## Selected excerpt
----

Whether you’re taking a dip in the ocean or swimming laps in an Olympic-length swimming pool, you know that the right bathing suit is a necessity. After all, bathing suits are more than just our favorite fun fashion statements; they’re also functional, and when it comes to function, swim fabric makes all the difference.

That’s right, there’s a whole world of swimsuit materials to explore, and they aren’t all created equal. Naturally, you’re probably wondering about the absolute best material for swimwear. You’re in the right place. We’re deep diving into all of the most common swimsuit materials and the factors to consider to choose the best option for you. 

Let’s jump right in.

Common Swimsuit Materials

The first thing you need to understand is that there are two primary fiber types:

  • Natural
  • Synthetic

When it comes to the best material for swimwear, we’ll only be focusing on synthetic fibers. Why? Well, would you want to go for a swim in a wool bikini? It’s true that in the days of old, bathing gowns were made from natural materials like cotton and wool, but as you can expect, these fibers absorb and hold water—not the look (or feel) you want for your tropical vacation.

----

## Given entries

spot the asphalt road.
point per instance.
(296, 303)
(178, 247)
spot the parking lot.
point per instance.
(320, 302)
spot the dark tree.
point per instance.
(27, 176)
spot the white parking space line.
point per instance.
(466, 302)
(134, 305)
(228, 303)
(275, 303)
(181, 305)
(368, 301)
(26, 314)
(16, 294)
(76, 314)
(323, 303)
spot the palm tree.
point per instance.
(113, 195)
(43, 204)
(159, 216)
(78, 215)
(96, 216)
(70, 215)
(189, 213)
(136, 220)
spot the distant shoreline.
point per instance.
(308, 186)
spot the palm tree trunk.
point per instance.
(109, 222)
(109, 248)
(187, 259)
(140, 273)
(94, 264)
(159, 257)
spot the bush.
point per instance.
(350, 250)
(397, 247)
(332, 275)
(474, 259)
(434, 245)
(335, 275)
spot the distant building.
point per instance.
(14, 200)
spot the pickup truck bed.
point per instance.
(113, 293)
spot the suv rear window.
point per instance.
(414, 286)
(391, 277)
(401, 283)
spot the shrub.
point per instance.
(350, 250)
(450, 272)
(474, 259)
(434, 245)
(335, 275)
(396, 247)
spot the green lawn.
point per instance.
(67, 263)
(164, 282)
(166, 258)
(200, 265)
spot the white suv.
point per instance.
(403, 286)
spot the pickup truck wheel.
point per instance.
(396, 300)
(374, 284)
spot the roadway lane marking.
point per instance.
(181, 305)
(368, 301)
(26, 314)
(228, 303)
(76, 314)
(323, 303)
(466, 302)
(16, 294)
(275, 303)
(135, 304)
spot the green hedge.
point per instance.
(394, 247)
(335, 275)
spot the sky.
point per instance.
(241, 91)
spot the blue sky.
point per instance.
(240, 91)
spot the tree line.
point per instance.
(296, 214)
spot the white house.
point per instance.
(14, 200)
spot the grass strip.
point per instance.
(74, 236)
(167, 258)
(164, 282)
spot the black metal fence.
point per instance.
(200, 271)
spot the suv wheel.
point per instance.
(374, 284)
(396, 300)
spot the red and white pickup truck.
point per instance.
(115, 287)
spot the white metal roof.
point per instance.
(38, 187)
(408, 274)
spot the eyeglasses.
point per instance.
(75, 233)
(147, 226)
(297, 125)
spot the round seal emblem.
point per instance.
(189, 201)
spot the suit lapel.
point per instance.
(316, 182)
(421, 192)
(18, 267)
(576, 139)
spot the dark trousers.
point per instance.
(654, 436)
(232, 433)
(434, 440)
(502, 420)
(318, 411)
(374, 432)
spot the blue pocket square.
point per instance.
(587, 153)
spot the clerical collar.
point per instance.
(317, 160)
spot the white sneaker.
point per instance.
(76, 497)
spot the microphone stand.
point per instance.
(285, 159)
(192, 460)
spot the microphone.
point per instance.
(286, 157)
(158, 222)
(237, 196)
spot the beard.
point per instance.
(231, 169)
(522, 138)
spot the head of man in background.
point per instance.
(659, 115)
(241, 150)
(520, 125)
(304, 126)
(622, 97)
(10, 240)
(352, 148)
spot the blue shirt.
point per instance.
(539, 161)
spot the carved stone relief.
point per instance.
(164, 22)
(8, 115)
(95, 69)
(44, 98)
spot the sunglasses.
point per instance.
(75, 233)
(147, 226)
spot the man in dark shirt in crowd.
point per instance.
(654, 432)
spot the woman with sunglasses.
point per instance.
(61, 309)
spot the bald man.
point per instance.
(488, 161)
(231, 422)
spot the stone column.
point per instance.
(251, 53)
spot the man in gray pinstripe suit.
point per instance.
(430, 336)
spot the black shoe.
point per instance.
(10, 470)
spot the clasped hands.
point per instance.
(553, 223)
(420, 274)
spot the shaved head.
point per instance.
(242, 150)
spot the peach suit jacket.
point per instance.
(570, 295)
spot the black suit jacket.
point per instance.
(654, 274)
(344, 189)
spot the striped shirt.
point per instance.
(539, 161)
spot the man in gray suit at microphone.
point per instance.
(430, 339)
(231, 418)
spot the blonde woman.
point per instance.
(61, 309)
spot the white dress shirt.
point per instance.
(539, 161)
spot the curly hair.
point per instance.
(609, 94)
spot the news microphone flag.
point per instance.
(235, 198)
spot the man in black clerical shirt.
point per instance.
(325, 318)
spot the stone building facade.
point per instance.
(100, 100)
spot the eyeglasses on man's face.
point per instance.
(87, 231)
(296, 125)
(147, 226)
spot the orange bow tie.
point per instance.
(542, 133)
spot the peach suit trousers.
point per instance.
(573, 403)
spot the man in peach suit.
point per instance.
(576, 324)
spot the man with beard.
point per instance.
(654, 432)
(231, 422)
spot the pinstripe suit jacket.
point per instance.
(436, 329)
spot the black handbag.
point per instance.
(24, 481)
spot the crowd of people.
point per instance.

----

## Set problem 1
Answer these questions from the swimsuit materials article:
(a) What are the two primary fiber types it names?
(b) Which of those fiber types does it say it will focus on?
(c) What materials were bathing gowns made from in the days of old?
## Set problem 2
Pick up the swimsuit materials article after its last sentence and continue writing it.

## Task response 1
(a) Natural and synthetic.
(b) Synthetic fibers.
(c) Natural materials like cotton and wool.

## Task response 2
As the fashion industry grows more sustainable, some designers have begun experimenting again with natural fibers like polycotton blends; however, the technology has yet to live up to consumer expectations. If you do choose swimwear made from natural fibers, plan to spend most of your day tanning and reading by the ocean rather than splashing in the waves. 

For now, let’s focus on six popular synthetic materials:

  1. Elastane
  2. Nylon
  3. Polyester
  4. Polybutylene Terephthalate
  5. Neoprene
  6. Scuba Fabric

The majority of bathing suits you encounter will be made from a combination of these synthetic materials. Each has its own advantages, so let’s take a closer look.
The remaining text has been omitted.